▶ Work to be completed
Pick out each line below that contains the string "teapot" and copy those lines in full.

▶ Supplied material
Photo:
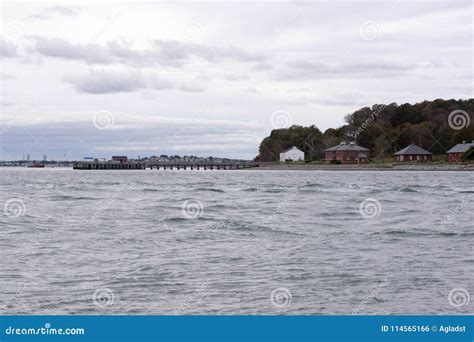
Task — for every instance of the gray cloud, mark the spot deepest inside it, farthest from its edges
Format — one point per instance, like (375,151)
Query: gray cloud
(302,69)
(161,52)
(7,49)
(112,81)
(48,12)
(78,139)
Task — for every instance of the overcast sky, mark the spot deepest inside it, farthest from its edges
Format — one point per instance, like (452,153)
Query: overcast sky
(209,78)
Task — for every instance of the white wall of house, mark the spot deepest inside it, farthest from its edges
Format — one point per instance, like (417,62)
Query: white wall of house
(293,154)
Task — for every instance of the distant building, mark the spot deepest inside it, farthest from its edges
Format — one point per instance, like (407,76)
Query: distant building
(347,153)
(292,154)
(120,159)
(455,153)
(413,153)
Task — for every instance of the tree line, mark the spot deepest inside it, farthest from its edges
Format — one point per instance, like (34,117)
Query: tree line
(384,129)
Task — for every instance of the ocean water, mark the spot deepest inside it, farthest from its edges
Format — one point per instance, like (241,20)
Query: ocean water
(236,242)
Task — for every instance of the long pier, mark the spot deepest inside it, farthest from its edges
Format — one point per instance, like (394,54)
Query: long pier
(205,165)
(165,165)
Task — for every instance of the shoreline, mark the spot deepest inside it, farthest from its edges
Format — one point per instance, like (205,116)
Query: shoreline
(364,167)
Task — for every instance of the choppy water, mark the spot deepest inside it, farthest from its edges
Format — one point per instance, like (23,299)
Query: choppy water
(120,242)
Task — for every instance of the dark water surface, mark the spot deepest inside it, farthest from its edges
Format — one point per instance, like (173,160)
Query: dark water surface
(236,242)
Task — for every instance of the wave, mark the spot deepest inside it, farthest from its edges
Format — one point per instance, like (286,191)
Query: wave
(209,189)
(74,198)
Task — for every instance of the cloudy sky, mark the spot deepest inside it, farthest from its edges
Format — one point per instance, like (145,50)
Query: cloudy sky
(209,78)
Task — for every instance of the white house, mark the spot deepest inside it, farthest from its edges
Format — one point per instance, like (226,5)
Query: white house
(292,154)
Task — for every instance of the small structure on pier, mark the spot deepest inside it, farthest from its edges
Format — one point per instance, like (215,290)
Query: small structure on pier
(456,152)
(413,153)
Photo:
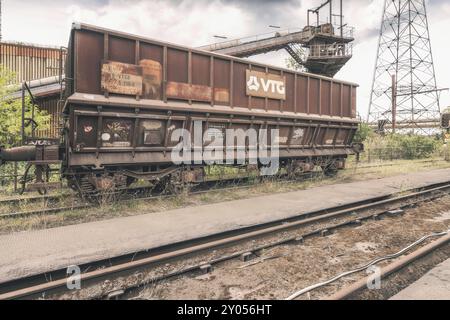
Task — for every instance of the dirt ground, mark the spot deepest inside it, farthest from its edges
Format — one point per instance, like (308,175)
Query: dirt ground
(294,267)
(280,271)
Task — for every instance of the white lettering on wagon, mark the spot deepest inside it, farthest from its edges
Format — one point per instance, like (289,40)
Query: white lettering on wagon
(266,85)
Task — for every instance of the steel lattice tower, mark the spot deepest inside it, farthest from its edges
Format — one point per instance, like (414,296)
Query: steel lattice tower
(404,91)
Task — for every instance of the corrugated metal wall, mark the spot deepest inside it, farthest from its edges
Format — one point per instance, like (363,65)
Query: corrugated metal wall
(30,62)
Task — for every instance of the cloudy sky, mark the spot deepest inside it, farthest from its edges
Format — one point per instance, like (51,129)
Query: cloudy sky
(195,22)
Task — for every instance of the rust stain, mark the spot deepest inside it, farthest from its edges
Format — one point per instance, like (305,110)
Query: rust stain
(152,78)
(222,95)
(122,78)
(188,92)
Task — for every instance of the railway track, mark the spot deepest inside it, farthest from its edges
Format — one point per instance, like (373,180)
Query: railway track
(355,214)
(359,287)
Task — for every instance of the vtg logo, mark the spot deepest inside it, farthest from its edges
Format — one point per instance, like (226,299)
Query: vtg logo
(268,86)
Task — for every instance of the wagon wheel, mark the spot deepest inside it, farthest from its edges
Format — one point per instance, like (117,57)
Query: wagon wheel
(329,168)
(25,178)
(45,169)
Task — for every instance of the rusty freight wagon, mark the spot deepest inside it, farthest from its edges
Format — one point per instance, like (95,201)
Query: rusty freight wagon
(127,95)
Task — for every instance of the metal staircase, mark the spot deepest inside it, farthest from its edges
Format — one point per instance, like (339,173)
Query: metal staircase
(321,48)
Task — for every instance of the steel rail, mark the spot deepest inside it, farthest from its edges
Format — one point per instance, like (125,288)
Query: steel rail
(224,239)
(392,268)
--
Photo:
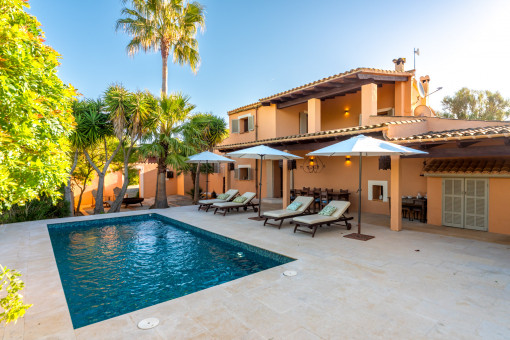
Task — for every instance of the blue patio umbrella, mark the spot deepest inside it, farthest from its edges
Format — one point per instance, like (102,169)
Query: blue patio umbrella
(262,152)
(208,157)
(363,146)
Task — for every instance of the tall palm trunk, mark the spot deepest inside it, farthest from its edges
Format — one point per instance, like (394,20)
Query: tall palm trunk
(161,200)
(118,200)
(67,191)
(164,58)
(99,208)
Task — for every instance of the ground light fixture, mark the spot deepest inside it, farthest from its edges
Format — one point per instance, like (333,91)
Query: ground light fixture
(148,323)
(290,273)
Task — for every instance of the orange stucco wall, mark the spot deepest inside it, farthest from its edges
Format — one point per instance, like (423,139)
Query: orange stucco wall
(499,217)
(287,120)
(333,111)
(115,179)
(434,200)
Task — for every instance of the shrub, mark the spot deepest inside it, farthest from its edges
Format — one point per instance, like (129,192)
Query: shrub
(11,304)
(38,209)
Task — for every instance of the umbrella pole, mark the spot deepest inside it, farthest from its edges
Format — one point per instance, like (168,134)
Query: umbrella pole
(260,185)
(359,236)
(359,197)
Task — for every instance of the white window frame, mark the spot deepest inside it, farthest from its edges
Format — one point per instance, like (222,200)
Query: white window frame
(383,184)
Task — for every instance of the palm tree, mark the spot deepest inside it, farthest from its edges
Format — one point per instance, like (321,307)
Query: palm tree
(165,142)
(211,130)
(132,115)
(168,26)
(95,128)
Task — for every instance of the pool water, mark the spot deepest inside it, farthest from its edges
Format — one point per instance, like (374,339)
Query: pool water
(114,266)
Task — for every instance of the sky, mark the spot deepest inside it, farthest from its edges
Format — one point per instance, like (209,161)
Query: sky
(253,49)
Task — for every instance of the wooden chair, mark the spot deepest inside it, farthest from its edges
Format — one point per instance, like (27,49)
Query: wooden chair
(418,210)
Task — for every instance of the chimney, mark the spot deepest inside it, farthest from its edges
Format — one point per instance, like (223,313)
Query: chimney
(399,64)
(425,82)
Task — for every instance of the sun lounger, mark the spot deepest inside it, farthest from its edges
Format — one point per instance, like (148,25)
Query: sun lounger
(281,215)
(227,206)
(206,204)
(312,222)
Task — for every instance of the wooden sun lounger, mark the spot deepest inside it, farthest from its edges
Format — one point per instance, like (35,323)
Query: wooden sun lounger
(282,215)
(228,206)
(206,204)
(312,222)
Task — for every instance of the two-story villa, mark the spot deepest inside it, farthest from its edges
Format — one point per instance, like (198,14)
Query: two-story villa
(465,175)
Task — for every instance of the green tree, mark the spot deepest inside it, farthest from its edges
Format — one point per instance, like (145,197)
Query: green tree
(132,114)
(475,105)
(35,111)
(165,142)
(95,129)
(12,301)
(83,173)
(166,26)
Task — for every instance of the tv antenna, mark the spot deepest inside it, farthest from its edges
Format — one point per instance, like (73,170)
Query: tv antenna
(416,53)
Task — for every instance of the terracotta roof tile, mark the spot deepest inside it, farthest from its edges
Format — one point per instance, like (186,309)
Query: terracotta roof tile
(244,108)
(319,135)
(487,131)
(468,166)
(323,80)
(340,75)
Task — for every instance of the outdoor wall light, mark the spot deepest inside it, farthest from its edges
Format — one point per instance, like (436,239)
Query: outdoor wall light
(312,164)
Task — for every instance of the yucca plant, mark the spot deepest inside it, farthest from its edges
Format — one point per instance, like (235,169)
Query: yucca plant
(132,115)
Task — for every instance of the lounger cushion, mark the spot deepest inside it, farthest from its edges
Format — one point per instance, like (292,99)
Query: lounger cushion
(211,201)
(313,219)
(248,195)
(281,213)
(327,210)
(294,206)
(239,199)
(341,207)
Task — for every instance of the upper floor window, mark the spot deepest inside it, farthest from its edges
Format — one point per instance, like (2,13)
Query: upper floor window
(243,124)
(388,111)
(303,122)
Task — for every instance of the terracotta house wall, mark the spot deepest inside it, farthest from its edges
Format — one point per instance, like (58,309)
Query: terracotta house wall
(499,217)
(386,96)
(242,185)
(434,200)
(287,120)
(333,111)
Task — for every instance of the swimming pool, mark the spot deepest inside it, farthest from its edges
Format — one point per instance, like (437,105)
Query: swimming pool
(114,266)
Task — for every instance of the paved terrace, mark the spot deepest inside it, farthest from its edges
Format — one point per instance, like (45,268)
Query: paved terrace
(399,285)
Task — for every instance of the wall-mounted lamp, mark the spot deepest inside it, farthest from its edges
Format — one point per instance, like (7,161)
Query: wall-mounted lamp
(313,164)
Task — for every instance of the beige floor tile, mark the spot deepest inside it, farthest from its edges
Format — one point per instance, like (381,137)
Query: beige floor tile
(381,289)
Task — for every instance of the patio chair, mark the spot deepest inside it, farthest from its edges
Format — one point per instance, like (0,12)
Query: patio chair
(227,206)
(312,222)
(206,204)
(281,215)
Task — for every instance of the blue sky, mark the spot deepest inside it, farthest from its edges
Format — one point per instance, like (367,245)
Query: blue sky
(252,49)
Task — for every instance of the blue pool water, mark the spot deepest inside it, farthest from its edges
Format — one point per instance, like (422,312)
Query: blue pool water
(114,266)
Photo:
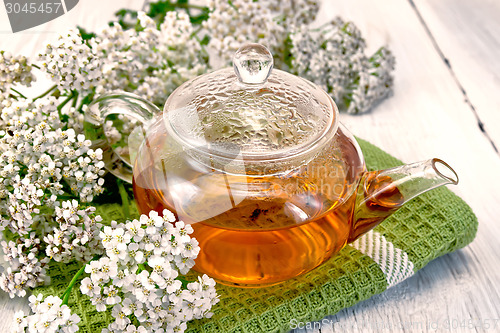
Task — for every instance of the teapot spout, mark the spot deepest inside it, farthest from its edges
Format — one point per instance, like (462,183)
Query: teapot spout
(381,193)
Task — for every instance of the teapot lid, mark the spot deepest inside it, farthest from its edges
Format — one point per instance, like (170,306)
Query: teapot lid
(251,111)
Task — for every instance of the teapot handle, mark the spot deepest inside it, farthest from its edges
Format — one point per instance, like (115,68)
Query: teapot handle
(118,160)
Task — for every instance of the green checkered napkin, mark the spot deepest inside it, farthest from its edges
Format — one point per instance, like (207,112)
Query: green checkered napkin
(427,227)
...
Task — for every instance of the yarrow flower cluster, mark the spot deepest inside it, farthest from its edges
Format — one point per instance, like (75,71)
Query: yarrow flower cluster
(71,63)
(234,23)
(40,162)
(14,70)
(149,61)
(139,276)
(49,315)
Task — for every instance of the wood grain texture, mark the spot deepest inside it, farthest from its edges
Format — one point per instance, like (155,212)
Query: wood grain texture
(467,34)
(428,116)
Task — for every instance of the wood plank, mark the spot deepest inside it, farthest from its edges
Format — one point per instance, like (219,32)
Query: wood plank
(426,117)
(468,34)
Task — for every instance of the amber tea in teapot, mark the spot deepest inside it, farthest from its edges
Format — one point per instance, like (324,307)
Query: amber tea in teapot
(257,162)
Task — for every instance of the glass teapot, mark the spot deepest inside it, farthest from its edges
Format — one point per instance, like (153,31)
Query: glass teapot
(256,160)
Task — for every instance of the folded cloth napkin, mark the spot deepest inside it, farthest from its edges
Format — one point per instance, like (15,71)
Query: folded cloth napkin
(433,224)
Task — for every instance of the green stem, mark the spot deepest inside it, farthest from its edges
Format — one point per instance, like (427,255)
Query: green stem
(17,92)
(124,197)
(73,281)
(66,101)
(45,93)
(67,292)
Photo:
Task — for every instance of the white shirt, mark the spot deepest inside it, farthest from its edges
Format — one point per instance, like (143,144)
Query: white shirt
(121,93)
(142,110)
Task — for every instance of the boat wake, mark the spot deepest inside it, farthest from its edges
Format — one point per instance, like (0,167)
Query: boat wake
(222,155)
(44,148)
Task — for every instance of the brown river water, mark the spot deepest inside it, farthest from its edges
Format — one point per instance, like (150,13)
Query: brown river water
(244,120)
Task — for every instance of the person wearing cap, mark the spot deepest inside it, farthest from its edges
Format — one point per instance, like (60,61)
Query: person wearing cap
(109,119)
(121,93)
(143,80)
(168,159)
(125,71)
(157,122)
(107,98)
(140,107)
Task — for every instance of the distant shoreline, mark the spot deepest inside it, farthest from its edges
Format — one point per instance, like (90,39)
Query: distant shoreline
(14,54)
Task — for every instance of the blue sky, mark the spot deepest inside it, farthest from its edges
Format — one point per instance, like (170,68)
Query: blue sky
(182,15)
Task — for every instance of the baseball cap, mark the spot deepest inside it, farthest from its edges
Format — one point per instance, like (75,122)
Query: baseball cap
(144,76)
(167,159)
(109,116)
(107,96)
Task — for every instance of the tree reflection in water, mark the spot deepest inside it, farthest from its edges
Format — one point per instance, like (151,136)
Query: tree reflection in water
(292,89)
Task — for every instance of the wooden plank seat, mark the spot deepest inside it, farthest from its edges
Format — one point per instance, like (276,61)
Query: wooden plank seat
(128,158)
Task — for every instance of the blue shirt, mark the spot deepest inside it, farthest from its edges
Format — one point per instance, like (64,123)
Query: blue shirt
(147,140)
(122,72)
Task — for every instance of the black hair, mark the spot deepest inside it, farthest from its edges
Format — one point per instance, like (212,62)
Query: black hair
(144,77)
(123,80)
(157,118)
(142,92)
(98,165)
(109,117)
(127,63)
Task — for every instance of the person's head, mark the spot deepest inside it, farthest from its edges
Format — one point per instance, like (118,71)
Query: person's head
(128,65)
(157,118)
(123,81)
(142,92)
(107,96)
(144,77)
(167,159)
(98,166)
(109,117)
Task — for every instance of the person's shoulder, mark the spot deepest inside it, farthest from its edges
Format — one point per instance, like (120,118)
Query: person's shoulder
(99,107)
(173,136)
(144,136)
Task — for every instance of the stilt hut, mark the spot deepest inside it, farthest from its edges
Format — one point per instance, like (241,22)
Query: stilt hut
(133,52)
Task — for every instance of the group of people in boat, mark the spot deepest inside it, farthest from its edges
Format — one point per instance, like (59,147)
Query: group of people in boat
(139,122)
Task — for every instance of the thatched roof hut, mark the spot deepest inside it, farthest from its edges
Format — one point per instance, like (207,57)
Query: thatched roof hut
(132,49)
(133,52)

▶ Solution
Task — for every instance of the teapot spout, mark the spot deepest inside it, farthest from its edges
Query: teapot spout
Task — for every instance of the teapot lid, mark the spot deepest inside it, farthest from its edges
Query: teapot lid
Task — for every instance of the teapot handle, mark the spot deepest inside it, farthest from its edges
Query: teapot handle
Task — for every instance of the amber tea in teapot, mark the spot deepest inside it, farthest from its edges
Query: amber tea in teapot
Task — for every instance of the glass teapot, mark the spot deepest inside it, farthest from its edges
Query: glass teapot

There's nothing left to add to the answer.